*** Begin section ***

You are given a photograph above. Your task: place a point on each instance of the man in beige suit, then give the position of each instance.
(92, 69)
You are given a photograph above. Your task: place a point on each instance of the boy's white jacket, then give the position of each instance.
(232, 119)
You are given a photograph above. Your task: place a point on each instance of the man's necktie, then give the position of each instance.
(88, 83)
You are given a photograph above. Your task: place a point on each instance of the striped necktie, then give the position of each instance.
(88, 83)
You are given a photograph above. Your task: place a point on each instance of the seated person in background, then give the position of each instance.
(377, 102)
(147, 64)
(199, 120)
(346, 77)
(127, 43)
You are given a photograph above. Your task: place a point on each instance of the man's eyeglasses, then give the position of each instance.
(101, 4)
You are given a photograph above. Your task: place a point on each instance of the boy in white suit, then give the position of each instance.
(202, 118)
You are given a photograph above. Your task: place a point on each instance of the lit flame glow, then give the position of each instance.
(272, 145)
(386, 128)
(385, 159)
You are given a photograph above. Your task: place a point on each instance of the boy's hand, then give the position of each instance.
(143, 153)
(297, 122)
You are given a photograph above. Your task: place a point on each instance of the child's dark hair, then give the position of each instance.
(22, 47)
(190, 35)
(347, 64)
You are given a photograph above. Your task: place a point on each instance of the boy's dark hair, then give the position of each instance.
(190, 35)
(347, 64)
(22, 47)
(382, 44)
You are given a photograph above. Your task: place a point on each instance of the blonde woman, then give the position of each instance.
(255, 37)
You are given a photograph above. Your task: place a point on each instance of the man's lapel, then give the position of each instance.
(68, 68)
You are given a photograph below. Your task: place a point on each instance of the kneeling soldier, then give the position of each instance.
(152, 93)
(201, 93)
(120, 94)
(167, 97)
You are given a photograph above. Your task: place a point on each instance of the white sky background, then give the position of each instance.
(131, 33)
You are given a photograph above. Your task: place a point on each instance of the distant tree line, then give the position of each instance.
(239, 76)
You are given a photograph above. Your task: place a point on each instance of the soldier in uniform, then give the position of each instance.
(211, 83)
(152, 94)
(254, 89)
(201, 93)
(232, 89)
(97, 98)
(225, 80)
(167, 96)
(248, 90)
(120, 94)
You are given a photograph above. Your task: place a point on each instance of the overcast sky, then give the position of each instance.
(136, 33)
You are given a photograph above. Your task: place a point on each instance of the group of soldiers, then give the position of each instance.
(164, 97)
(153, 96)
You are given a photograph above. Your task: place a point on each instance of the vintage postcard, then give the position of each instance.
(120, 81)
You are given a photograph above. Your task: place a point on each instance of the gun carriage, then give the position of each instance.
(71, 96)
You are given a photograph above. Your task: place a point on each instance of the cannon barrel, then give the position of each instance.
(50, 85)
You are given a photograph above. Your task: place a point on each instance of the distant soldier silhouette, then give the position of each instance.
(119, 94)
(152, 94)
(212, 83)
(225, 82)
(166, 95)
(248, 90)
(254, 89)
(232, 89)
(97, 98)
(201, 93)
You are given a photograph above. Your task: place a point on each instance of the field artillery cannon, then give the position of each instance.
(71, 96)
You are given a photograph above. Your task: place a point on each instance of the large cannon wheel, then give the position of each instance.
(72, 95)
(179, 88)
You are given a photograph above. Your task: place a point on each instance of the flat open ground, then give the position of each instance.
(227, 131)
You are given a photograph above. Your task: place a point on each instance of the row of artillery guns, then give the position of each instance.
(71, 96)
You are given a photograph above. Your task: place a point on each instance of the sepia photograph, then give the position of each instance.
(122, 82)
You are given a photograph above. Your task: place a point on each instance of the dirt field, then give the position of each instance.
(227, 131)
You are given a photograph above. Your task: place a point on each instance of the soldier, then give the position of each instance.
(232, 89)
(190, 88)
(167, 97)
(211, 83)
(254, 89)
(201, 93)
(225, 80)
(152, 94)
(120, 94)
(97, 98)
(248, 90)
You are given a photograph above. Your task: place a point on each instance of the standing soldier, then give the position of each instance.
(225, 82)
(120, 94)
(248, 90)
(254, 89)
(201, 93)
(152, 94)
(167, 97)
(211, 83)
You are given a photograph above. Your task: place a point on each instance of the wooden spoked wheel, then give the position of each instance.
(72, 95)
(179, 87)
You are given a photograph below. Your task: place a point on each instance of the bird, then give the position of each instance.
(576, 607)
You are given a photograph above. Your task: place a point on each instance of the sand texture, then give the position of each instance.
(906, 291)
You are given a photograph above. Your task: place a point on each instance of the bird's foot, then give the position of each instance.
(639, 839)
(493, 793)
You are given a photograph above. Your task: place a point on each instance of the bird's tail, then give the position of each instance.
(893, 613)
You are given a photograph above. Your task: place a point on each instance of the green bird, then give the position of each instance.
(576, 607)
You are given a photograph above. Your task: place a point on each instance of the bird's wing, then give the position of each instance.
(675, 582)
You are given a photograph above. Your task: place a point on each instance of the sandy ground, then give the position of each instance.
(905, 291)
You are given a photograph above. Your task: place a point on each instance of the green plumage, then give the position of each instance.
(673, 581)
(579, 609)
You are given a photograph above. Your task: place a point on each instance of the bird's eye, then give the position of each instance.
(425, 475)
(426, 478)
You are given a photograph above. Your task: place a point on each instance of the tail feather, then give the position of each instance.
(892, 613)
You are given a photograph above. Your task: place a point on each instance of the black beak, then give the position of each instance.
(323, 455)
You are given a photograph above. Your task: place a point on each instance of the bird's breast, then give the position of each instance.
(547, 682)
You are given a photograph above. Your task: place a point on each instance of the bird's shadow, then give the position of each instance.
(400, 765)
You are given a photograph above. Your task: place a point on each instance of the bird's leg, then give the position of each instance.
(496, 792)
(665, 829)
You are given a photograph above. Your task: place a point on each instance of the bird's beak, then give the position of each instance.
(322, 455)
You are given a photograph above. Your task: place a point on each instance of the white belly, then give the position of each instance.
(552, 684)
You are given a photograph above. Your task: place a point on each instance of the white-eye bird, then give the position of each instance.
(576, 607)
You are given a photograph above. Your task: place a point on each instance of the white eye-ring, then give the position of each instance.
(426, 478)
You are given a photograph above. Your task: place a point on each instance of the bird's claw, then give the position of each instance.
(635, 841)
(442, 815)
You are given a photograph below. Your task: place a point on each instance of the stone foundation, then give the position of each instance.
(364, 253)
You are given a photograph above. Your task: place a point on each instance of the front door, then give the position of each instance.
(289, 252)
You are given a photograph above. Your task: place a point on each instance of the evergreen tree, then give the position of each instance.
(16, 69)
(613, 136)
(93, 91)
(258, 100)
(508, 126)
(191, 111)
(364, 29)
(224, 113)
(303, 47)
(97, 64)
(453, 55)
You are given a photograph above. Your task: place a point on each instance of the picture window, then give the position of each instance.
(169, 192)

*** End section ***

### Aim of the task
Write out the full listing exactly as given.

### Exercise response
You are given a photograph above. Your task: place a point on each instance of the man in beige suit, then give the position of each instance.
(92, 69)
You are given a photograph above. Your task: place a point on each instance of the boy's white jacket, then give the position of each instance.
(232, 119)
You are given a photograph above. Your task: place a point on each instance of the man's necktie, then give the position of each instance.
(88, 83)
You are given a photograph above. Your task: place a point on each instance of the striped necktie, then give the position of each instance.
(88, 83)
You are given a photograph above. Your task: place a point on each instance of the seated person in background, then give the position of each instance.
(377, 102)
(147, 64)
(199, 120)
(346, 77)
(127, 43)
You are given a photograph above. Your task: place a point on each instance of the man's eyeglasses, then give the position of each instance.
(101, 4)
You are given a photograph above. Your task: place a point on each instance of the boy in white suit, then give the position of each instance.
(202, 118)
You are given a photograph above. Your task: place a point on each instance of the lit flame glow, then give the position of each instance.
(272, 145)
(386, 128)
(385, 159)
You are given a photograph above. Your task: place a point on each instance of the boy's hand, then give the position of each instance.
(143, 153)
(297, 122)
You are given a photograph above. Your task: place a point on each instance of the child's dark hair, then give the position of each instance.
(22, 47)
(190, 35)
(347, 64)
You are given a photograph above. Your task: place a point on each instance of the boy's dark hair, then give the position of each instance.
(190, 35)
(347, 64)
(22, 47)
(382, 44)
You are given a photograph above. Your task: place a point on each instance of the blonde woman, then give the position of each instance.
(255, 37)
You are given a photograph above. Your task: place a point on each instance of the man's lapel, then give the position of each instance.
(68, 68)
You are given a photograph below. Your task: place a point on each instance of the kneeling soldier, then give the position of each instance.
(152, 93)
(201, 93)
(120, 94)
(167, 97)
You are given a photograph above. Your task: place a point on each instance of the white sky background, then give the position of each instance.
(131, 33)
You are given a photograph above. Your task: place a point on each instance of the distant tree line, then give the position of each instance.
(239, 76)
You are given a photograph above. Your task: place a point on each instance of the soldier in uniform, then give the position of each instance.
(211, 83)
(152, 94)
(254, 89)
(201, 93)
(232, 89)
(97, 98)
(225, 80)
(167, 96)
(248, 90)
(120, 94)
You are given a photograph above. Your task: place a point on each instance of the overcast sky, then give the position of each instance.
(136, 33)
You are given a photograph above. Your task: place a point on each instance of the group of soldiers, then give the position of each instance.
(164, 97)
(153, 96)
You are given a photograph above. Your task: place a point on each instance of the vintage postcard, then give the position of each instance.
(120, 81)
You are given a photograph above. Your task: place a point on each instance of the gun carriage, then give the position of each instance.
(71, 96)
You are given a photograph above. Your task: place a point on each instance of the cannon barrel, then give the position of each instance.
(50, 85)
You are given a photograph above. Your task: place a point on each instance of the distant soldier silhouette, then give the position of each instance.
(119, 94)
(152, 94)
(212, 83)
(225, 82)
(166, 95)
(248, 90)
(254, 89)
(232, 89)
(97, 98)
(201, 93)
You are given a photograph above. Your task: place a point on each instance of the field artillery cannon, then give the position of each instance.
(71, 96)
You are given a photograph above. Your task: place a point on each instance of the large cannon wheel, then give the position of each instance.
(72, 95)
(179, 88)
You are given a photograph above. Your task: place a point on each instance of the flat open ground, then give the position of each instance.
(227, 131)
You are given a photograph above. Your task: place a point on each instance of the row of artillery guns, then give the position of each instance.
(71, 96)
You are given a photograph above. Your task: place a point on each instance of the sepia photograph, then give the position of each instance.
(122, 82)
You are given a photograph above. Your task: place a point on each instance of the dirt field, then give the position of each instance.
(227, 131)
You are given a photograph above. Your task: place a point on each instance of the soldier, then give the position of each instance.
(232, 89)
(190, 88)
(167, 97)
(211, 83)
(254, 89)
(201, 93)
(225, 80)
(152, 94)
(120, 94)
(97, 98)
(248, 90)
You are given a photograph above. Your task: place a point on each instance of the standing soldier, then give the position of each instance.
(225, 82)
(120, 94)
(248, 90)
(254, 89)
(201, 93)
(152, 94)
(167, 97)
(211, 83)
You are given a photograph above. Your task: place a point on each instance of the wooden spoked wheel, then give the position of each instance.
(72, 95)
(179, 87)
You are given a photograph below. Your task: place a point on each instance of the bird, then give the position of each instance.
(576, 607)
You are given a photograph above. Your task: place a point on each instance of the sand texture, then give the position of each instance.
(906, 291)
You are given a photograph above. Your task: place a point on each instance of the bird's foot, then give the position of each instance.
(639, 839)
(493, 793)
You are given a photograph above. Your task: place a point on each instance of the bird's tail, then give the position of each instance.
(893, 613)
You are given a photograph above. Your task: place a point on each instance of the green bird, then give the position of each instance.
(576, 607)
You are given a photograph above. Your task: place a point on each instance of the bird's wing, then give the position of each instance.
(675, 582)
You are given a photograph above. Your task: place a point on each instance of the sandy ground, then give the position of each instance.
(905, 291)
You are given a photograph above. Your task: place a point on each instance of the green plumage, then give the position of each instance.
(673, 581)
(579, 609)
You are given a photograph above. Your task: place a point on each instance of the bird's eye, then give the position of each instance.
(425, 475)
(426, 478)
You are given a photograph above. Your task: place a point on each instance of the tail feather, then give the position of each instance.
(892, 613)
You are given a photograph above. Your task: place a point on each instance of the black beak, then give the position of each instance.
(323, 455)
You are given a photograph above. Your task: place a point on each instance of the bird's breast, then give the position of each instance.
(547, 682)
You are given a photograph above. Your task: place a point on each instance of the bird's shadow, then give the position of each instance.
(400, 765)
You are given a photograph above. Your task: place a point on each instance of the bird's leg, then give the position of each instance.
(496, 792)
(665, 829)
You are given a photograph above. Your task: place a point on each instance of the bird's beak, then give the position of each instance.
(322, 455)
You are given a photograph above. Your task: place a point on each instance of the white belly, then give the position of each instance.
(552, 684)
You are given a photograph above. Your task: place a point on each instance of the white-eye bird, then give the position of each instance.
(576, 607)
You are given a photograph above. Your task: place a point on each instance of the white eye-ring, then give the position of each instance.
(426, 478)
You are given a photograph above. Your task: place a point on each instance of the bird's claw, then give the position of each instance.
(635, 841)
(442, 815)
You are given a photograph below. Your task: place a point on each instance of the stone foundation, then give the position of each instance.
(364, 253)
You are given a photograph above. Your task: place a point on each instance of the front door, then give the position of each instance.
(289, 252)
You are given a photograph above. Your task: place a point on each instance of the evergreen tree, then give the position of each instance.
(16, 69)
(613, 136)
(93, 91)
(258, 100)
(508, 126)
(191, 111)
(364, 29)
(224, 113)
(303, 47)
(97, 64)
(453, 55)
You are given a photograph above. Your task: place a point on each instance of the picture window, then give the position of each instance.
(169, 192)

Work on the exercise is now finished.